### Working data
━━━━━━━━
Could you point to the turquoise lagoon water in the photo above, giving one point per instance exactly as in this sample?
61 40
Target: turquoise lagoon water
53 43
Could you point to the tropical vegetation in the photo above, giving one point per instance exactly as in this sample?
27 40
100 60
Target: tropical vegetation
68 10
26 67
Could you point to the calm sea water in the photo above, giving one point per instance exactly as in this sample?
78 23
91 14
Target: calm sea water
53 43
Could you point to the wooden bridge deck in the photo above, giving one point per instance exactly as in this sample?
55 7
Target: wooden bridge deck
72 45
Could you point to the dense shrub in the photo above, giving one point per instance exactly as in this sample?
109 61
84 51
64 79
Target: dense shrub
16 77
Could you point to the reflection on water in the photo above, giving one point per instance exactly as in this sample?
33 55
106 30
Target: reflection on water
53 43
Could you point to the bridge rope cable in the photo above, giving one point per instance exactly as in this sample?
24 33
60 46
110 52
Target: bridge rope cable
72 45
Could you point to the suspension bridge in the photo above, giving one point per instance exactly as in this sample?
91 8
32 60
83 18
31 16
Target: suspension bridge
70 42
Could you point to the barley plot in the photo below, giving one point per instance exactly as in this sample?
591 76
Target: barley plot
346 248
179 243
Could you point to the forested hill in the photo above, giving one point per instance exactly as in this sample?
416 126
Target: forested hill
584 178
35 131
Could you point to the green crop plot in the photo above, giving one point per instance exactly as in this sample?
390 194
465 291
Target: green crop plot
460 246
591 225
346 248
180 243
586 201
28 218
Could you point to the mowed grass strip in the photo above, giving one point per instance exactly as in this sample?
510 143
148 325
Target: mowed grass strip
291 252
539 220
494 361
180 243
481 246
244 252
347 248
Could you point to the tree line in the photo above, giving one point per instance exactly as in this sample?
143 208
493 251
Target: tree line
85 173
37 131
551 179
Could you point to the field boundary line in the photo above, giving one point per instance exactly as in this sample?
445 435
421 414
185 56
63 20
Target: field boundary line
━━━━━━━━
### What is being asked
Output each record precisely as given.

### Worked solution
Could you point to the turquoise lagoon water in the photo above, giving one point per instance exactly as in this sample?
61 40
Target: turquoise lagoon water
53 43
Could you point to the tropical vegetation in the photo above, giving one point per instance exactly as in this sample?
27 40
100 60
Target: tropical vegetation
68 10
26 67
Could you point to the calm sea water in the photo above, giving one point per instance exactly as in this sample?
78 23
91 14
Target: calm sea water
53 43
Could you point to the wooden bridge deck in the photo above, giving one point per instance exactly as in this sample?
55 7
Target: wooden bridge deck
72 45
Could you point to the dense shrub in the photo above, giving one point per instance exactly as in this sample?
109 61
84 51
64 79
Target: dense shrub
16 77
Could you point to the reflection on water in the photo above, giving one point per instance exactly as in this sample?
33 55
106 30
Target: reflection on water
53 43
Could you point to the bridge rope cable in the photo above, giving one point per instance exactly as in this sample?
24 33
60 46
110 52
Target: bridge rope cable
72 45
Could you point to the suspension bridge in the photo above, giving one point per instance exactly as in this sample?
91 8
32 60
83 18
31 16
Target: suspension bridge
70 42
Could you point to the barley plot in the photo below, giving one point per instance exactly as in this sample?
591 76
Target: barley plot
346 248
179 243
Could you point to the forested hill in the photo above, giving one point per instance exactly as in this sample?
416 126
Target: forested hill
584 178
35 131
Could you point to the green crop plot in the photo above, giving one point per instance exactly as in this sample?
390 194
465 291
Target: green crop plot
460 246
591 225
346 248
180 243
586 201
28 218
Could you point to the mowed grass strip in the photo above, giving one point per instance exactly as in this sample?
510 143
148 325
Target: mowed grass strip
291 252
539 220
494 361
180 243
481 246
244 252
347 248
Could you point to the tree line in the photo above, giving one point per instance exactly as in this sample?
143 208
493 251
Target: tree line
85 173
37 131
551 179
Could you point to the field boundary line in the photo above, giving one point per instance exactly as in this sample?
445 435
421 414
185 56
63 20
Target: field boundary line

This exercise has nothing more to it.